# [YOUR ASSIGNMENT]
Which lines of the entries contain the word "dark"? Please list them.
<<<<
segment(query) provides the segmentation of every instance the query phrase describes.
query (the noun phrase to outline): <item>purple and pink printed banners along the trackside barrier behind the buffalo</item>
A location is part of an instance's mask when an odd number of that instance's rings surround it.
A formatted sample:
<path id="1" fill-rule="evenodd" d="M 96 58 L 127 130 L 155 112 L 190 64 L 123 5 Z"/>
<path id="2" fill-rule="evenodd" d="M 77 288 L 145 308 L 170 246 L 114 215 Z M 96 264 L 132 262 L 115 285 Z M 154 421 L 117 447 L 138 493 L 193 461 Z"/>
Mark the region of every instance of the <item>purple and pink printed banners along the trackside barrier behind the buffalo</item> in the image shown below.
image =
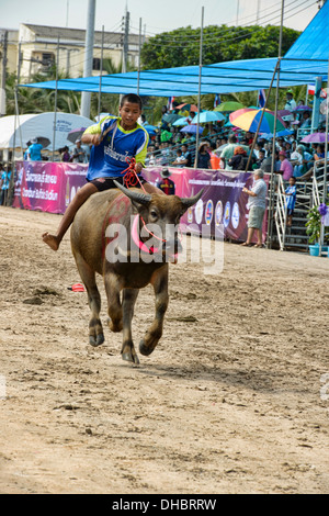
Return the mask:
<path id="1" fill-rule="evenodd" d="M 86 183 L 88 165 L 18 161 L 18 181 L 13 206 L 63 214 L 76 192 Z M 242 188 L 251 188 L 251 172 L 169 168 L 175 183 L 175 193 L 182 198 L 195 195 L 202 188 L 202 199 L 182 217 L 195 233 L 208 227 L 211 235 L 219 226 L 224 237 L 246 240 L 249 211 L 248 195 Z M 148 167 L 143 176 L 155 183 L 160 178 L 161 167 Z M 269 182 L 269 177 L 264 178 Z M 263 239 L 266 236 L 266 216 L 263 221 Z"/>

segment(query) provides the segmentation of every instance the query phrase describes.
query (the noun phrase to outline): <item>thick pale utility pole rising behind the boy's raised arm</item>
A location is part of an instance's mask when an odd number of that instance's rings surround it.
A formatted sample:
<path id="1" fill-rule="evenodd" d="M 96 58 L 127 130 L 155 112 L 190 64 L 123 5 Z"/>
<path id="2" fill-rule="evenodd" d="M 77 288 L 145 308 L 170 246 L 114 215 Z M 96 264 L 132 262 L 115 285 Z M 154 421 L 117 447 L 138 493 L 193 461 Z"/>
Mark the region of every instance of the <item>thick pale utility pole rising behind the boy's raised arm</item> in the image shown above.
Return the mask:
<path id="1" fill-rule="evenodd" d="M 92 75 L 94 18 L 95 18 L 95 0 L 88 0 L 83 77 L 90 77 Z M 86 116 L 87 119 L 90 117 L 90 99 L 91 99 L 91 93 L 89 93 L 88 91 L 82 91 L 80 111 L 81 111 L 81 115 Z"/>

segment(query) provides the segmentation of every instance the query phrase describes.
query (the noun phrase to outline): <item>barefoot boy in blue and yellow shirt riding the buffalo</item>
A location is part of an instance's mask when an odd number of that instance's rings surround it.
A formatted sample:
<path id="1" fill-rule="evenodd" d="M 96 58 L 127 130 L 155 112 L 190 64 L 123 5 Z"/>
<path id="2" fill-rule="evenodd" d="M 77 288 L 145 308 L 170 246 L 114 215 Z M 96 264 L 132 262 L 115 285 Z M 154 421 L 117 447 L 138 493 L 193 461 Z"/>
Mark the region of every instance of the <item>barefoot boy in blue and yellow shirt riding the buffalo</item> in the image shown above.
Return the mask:
<path id="1" fill-rule="evenodd" d="M 90 165 L 84 184 L 68 205 L 57 233 L 43 234 L 43 240 L 52 249 L 57 250 L 67 229 L 73 222 L 79 207 L 95 192 L 116 188 L 113 179 L 123 183 L 124 172 L 129 162 L 135 158 L 135 171 L 145 190 L 148 193 L 159 190 L 147 183 L 140 172 L 144 167 L 149 136 L 147 131 L 137 123 L 141 114 L 141 100 L 131 93 L 122 98 L 120 116 L 106 116 L 99 124 L 91 125 L 82 135 L 82 143 L 93 145 L 90 156 Z M 139 187 L 139 183 L 136 184 Z"/>

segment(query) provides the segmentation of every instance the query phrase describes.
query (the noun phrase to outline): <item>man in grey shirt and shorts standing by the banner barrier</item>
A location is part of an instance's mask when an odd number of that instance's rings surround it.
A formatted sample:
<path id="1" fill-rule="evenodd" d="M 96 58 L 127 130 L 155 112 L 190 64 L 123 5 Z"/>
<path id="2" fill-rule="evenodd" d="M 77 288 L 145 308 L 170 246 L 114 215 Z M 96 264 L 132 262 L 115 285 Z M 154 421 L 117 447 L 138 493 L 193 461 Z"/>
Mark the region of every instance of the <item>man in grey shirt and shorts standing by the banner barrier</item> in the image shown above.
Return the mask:
<path id="1" fill-rule="evenodd" d="M 254 231 L 257 232 L 256 247 L 262 247 L 262 225 L 266 209 L 268 187 L 263 180 L 264 172 L 261 169 L 254 170 L 254 183 L 251 190 L 243 188 L 242 192 L 249 195 L 247 207 L 249 207 L 248 235 L 242 246 L 251 247 Z"/>

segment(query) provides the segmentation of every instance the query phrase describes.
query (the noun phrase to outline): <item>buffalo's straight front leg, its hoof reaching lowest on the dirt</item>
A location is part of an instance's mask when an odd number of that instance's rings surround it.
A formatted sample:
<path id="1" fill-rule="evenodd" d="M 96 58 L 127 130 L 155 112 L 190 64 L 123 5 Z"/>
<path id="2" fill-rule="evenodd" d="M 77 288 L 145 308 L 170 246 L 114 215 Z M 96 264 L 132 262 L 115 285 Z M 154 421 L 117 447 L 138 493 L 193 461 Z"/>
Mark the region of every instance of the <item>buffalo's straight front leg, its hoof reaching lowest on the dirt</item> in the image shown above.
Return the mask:
<path id="1" fill-rule="evenodd" d="M 132 321 L 134 316 L 134 306 L 138 295 L 138 289 L 124 289 L 123 291 L 123 345 L 122 345 L 122 358 L 128 362 L 139 363 L 137 354 L 134 348 L 133 335 L 132 335 Z"/>

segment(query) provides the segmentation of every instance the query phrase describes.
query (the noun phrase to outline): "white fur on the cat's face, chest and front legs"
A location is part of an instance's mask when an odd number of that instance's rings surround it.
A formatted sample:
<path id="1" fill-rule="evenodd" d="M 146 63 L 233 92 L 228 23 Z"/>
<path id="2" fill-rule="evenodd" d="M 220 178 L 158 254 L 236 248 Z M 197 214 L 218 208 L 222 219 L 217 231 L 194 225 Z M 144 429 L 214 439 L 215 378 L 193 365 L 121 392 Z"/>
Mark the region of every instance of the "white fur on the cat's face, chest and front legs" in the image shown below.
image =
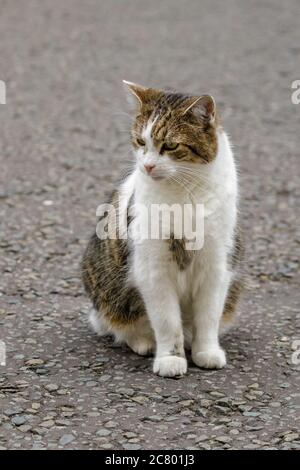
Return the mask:
<path id="1" fill-rule="evenodd" d="M 152 146 L 153 124 L 148 123 L 142 136 L 149 147 L 147 158 L 159 162 L 162 159 L 159 160 Z M 139 152 L 137 158 L 141 156 Z M 189 332 L 187 339 L 195 363 L 200 367 L 223 367 L 226 359 L 219 346 L 219 327 L 233 275 L 227 259 L 234 243 L 238 197 L 237 173 L 227 135 L 218 132 L 215 160 L 198 165 L 190 186 L 157 182 L 137 165 L 120 192 L 127 201 L 134 194 L 135 203 L 147 207 L 204 204 L 204 246 L 195 253 L 191 264 L 180 271 L 165 240 L 133 242 L 128 282 L 140 291 L 155 332 L 155 372 L 164 376 L 186 372 L 186 360 L 178 357 L 182 355 L 178 350 L 183 350 L 183 324 Z M 138 223 L 137 216 L 132 224 Z"/>

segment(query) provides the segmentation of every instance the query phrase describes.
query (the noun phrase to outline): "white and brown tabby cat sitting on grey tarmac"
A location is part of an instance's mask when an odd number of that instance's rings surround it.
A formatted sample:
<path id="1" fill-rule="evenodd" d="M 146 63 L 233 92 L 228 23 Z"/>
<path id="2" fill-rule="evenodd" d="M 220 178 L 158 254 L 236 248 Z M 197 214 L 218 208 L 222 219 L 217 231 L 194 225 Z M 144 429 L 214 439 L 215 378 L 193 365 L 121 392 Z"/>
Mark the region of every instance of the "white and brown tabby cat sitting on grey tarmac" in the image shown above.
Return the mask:
<path id="1" fill-rule="evenodd" d="M 134 240 L 95 233 L 82 261 L 94 308 L 90 323 L 137 354 L 154 354 L 153 372 L 187 372 L 185 348 L 200 368 L 222 368 L 220 334 L 236 317 L 243 289 L 238 178 L 232 148 L 210 95 L 124 82 L 136 103 L 131 129 L 135 164 L 110 203 L 139 221 L 137 205 L 204 205 L 204 242 L 184 237 Z M 120 202 L 121 201 L 121 202 Z M 122 208 L 120 207 L 122 206 Z M 109 216 L 108 216 L 109 217 Z"/>

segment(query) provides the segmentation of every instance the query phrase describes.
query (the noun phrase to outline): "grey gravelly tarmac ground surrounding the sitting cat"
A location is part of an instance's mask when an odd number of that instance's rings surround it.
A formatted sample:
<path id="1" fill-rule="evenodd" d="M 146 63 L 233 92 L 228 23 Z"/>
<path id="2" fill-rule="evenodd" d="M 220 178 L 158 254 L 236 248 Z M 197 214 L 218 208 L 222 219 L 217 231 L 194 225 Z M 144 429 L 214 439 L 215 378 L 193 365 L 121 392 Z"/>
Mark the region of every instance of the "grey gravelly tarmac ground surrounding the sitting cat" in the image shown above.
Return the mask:
<path id="1" fill-rule="evenodd" d="M 299 449 L 299 1 L 0 7 L 0 449 Z M 130 158 L 123 78 L 212 93 L 235 144 L 250 277 L 222 371 L 156 377 L 87 325 L 79 261 Z"/>

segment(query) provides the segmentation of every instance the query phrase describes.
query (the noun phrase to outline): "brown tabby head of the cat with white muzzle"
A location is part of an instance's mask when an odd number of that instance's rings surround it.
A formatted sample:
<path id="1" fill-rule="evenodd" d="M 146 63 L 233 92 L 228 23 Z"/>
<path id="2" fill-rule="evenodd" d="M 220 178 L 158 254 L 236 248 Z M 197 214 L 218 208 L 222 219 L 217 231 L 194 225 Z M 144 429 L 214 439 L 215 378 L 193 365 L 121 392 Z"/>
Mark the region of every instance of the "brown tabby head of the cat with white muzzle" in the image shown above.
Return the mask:
<path id="1" fill-rule="evenodd" d="M 187 177 L 215 159 L 217 116 L 212 96 L 124 83 L 137 105 L 131 135 L 142 173 L 157 180 L 175 179 L 176 174 Z"/>

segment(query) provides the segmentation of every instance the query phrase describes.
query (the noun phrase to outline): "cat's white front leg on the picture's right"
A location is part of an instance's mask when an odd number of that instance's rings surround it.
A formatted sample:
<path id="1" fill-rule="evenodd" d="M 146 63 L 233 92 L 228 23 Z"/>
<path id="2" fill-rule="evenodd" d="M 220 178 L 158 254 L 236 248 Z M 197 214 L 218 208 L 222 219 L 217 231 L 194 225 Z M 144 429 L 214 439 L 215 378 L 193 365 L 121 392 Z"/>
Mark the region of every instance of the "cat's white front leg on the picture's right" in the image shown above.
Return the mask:
<path id="1" fill-rule="evenodd" d="M 226 365 L 225 352 L 219 345 L 219 324 L 229 283 L 226 263 L 219 261 L 210 269 L 194 299 L 192 359 L 205 369 L 221 369 Z"/>

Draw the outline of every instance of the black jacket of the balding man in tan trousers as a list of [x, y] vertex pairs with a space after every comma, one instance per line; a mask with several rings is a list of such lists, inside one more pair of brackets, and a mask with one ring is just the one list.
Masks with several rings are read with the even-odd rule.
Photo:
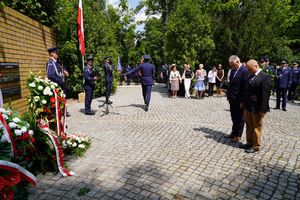
[[270, 111], [271, 85], [271, 77], [262, 70], [257, 75], [249, 75], [245, 85], [245, 109], [256, 113]]

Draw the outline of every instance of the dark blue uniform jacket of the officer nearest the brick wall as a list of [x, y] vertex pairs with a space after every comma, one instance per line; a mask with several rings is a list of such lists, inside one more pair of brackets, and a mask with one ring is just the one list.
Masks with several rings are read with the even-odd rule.
[[63, 87], [63, 71], [60, 64], [53, 59], [49, 59], [46, 65], [46, 69], [47, 78], [57, 83], [60, 87]]

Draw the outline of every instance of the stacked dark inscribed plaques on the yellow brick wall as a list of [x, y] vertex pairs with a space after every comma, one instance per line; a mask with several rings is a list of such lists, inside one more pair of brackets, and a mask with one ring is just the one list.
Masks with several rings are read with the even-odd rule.
[[21, 98], [19, 63], [0, 62], [0, 88], [4, 103]]

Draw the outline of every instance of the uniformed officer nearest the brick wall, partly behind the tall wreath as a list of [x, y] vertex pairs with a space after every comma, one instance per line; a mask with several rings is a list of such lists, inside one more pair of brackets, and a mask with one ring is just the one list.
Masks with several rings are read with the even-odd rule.
[[57, 83], [61, 88], [64, 88], [63, 84], [63, 71], [58, 60], [58, 48], [52, 47], [48, 49], [49, 60], [46, 65], [47, 78]]

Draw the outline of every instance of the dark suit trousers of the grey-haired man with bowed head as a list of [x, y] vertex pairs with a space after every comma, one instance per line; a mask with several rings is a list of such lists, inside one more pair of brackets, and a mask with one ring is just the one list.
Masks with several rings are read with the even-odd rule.
[[244, 109], [240, 108], [239, 101], [229, 100], [229, 105], [230, 105], [230, 114], [232, 120], [231, 135], [241, 137], [244, 130], [244, 117], [243, 117]]

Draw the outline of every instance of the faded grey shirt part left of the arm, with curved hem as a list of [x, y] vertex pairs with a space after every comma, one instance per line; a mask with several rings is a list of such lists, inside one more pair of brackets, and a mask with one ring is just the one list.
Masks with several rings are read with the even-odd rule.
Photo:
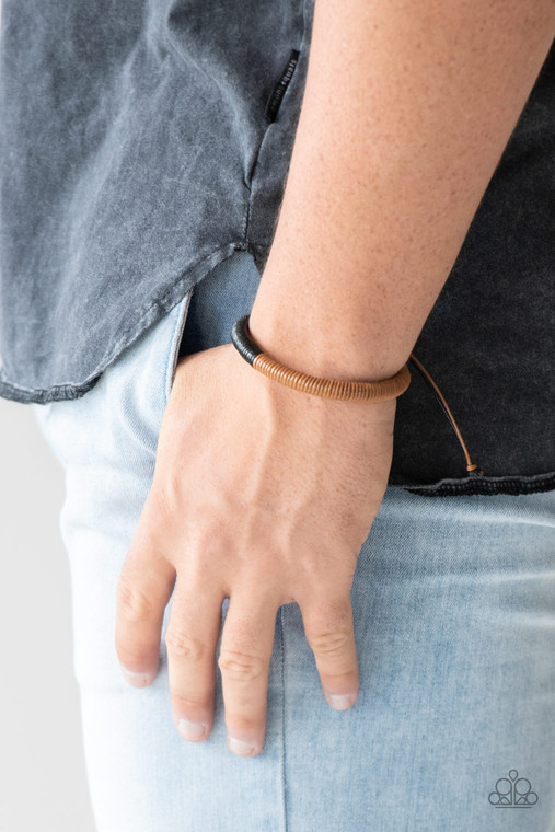
[[[0, 394], [81, 395], [273, 234], [305, 73], [299, 0], [3, 0]], [[278, 118], [265, 106], [301, 50]]]

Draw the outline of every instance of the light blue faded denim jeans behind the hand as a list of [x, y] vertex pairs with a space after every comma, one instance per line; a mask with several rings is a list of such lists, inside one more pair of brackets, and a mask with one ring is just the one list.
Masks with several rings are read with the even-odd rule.
[[60, 527], [99, 832], [555, 832], [553, 490], [389, 487], [351, 590], [358, 700], [326, 703], [300, 610], [285, 604], [255, 758], [227, 747], [219, 669], [201, 743], [174, 727], [163, 639], [154, 682], [125, 682], [116, 583], [182, 335], [229, 343], [258, 273], [238, 253], [205, 280], [190, 328], [196, 287], [83, 397], [32, 405], [67, 477]]

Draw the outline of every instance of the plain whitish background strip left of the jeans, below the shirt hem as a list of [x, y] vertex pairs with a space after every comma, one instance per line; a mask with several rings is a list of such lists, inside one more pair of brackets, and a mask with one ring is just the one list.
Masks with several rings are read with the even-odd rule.
[[0, 830], [94, 832], [73, 675], [62, 470], [0, 398]]

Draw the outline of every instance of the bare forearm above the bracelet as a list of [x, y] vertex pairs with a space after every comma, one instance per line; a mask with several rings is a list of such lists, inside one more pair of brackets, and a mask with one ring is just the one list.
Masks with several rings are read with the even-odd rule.
[[251, 313], [262, 349], [328, 378], [398, 370], [554, 34], [552, 0], [315, 0], [289, 174]]

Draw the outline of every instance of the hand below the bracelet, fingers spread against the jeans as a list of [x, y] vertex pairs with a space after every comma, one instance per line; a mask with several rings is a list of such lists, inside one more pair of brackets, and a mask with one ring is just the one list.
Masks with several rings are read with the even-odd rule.
[[281, 604], [300, 606], [328, 703], [356, 701], [350, 589], [388, 484], [395, 405], [292, 390], [233, 344], [178, 361], [118, 581], [116, 650], [138, 674], [128, 681], [149, 684], [174, 592], [165, 644], [175, 727], [186, 739], [211, 730], [224, 598], [218, 667], [232, 751], [264, 747]]

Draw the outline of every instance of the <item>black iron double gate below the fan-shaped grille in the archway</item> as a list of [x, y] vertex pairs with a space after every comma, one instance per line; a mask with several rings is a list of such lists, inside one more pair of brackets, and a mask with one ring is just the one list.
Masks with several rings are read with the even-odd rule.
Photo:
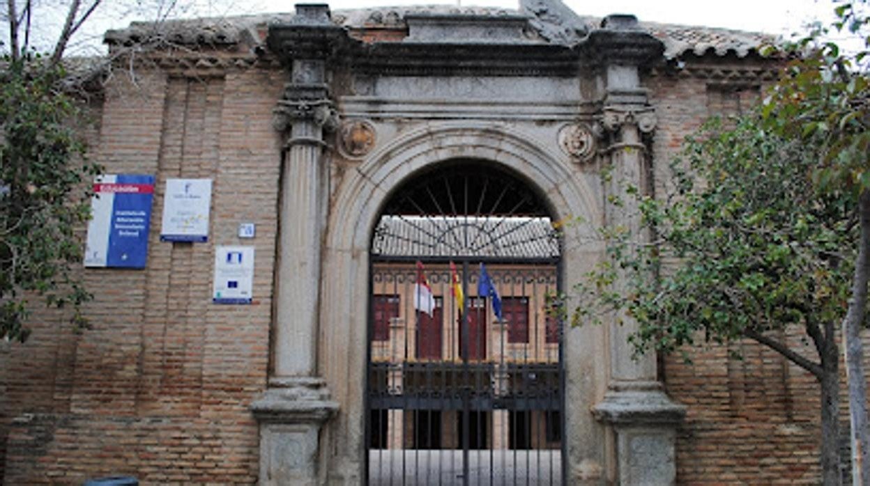
[[[413, 306], [415, 261], [372, 258], [368, 483], [564, 484], [562, 324], [547, 307], [558, 261], [457, 258], [460, 312], [447, 261], [425, 259], [431, 314]], [[500, 321], [477, 295], [481, 261], [502, 299]]]

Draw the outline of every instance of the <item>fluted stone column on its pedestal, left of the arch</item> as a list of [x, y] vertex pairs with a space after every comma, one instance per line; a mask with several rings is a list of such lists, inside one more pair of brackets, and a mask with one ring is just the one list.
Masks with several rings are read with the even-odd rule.
[[[261, 485], [323, 483], [320, 429], [338, 411], [317, 376], [320, 255], [325, 222], [324, 131], [337, 124], [326, 83], [335, 32], [326, 5], [298, 5], [290, 24], [271, 25], [269, 47], [291, 70], [274, 110], [286, 135], [272, 325], [273, 371], [251, 404], [260, 423]], [[289, 42], [288, 42], [289, 41]], [[289, 49], [288, 46], [293, 49]]]

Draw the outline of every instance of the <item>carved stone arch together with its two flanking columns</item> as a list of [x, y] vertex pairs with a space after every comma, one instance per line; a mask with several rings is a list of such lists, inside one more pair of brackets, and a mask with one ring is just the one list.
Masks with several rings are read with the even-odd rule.
[[[378, 103], [384, 100], [370, 100], [366, 110], [344, 110], [343, 115], [346, 121], [375, 118], [366, 122], [371, 122], [372, 137], [366, 139], [374, 151], [354, 159], [358, 163], [327, 163], [324, 133], [338, 125], [336, 100], [327, 85], [327, 57], [348, 39], [331, 22], [324, 5], [299, 6], [298, 14], [300, 23], [270, 30], [269, 45], [291, 67], [291, 83], [274, 110], [276, 128], [288, 136], [271, 336], [273, 370], [269, 389], [251, 409], [261, 423], [261, 482], [358, 484], [365, 470], [361, 397], [368, 251], [392, 188], [448, 159], [490, 161], [522, 175], [545, 197], [556, 218], [577, 216], [592, 227], [625, 226], [642, 242], [645, 236], [636, 231], [635, 210], [605, 210], [605, 194], [623, 196], [624, 184], [601, 183], [593, 163], [580, 167], [569, 162], [570, 156], [556, 150], [554, 123], [579, 118], [586, 131], [575, 134], [582, 140], [566, 150], [580, 159], [610, 164], [612, 180], [647, 187], [648, 135], [656, 118], [640, 85], [639, 66], [659, 56], [661, 43], [637, 30], [633, 17], [608, 17], [606, 28], [597, 30], [586, 44], [600, 60], [587, 73], [599, 88], [588, 99], [584, 96], [591, 103], [570, 110], [570, 117], [520, 117], [514, 120], [520, 123], [502, 123], [485, 121], [501, 118], [487, 117], [484, 111], [447, 115], [438, 110], [438, 102], [431, 105], [432, 115], [441, 113], [453, 121], [435, 122], [438, 117], [408, 119], [404, 112], [382, 117]], [[625, 48], [629, 39], [637, 43], [636, 49]], [[409, 96], [405, 90], [398, 93]], [[352, 105], [350, 101], [344, 108]], [[548, 98], [546, 103], [553, 101]], [[375, 137], [385, 142], [378, 145]], [[597, 149], [586, 154], [581, 149], [592, 147], [592, 137]], [[582, 229], [566, 227], [566, 283], [578, 282], [604, 256], [593, 231]], [[626, 336], [635, 326], [631, 319], [623, 321], [626, 325], [572, 329], [565, 338], [565, 393], [571, 403], [566, 410], [566, 463], [572, 484], [674, 481], [674, 432], [685, 409], [663, 393], [654, 356], [632, 358]], [[288, 457], [283, 451], [289, 445], [302, 452]]]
>>>>
# [ANSWER TO THIS EXERCISE]
Draw the outline of every instance of the dark blue uniform jacket of the officer nearest the brick wall as a list of [x, y] vertex pairs with a space after every comma, one instance per line; a mask with several rings is a list of such lists, inside one more pair of brackets, and a mask with one ring is just the one list.
Draw the outline of every instance of the stacked dark inscribed plaques on the yellow brick wall as a list of [x, y] vertex pairs with a space after every comma, one instance per line; a mask with several rings is a list of such lists, inside one more pair of brackets, and a mask with one ring is just the one list.
Draw the outline of every instance of the dark suit trousers of the grey-haired man with bowed head as a list of [x, y] vertex pairs with a space after every comma, one instance per line; a mask with several rings is a list of such lists, inside one more pair of brackets, and a mask with one ring is just the one list.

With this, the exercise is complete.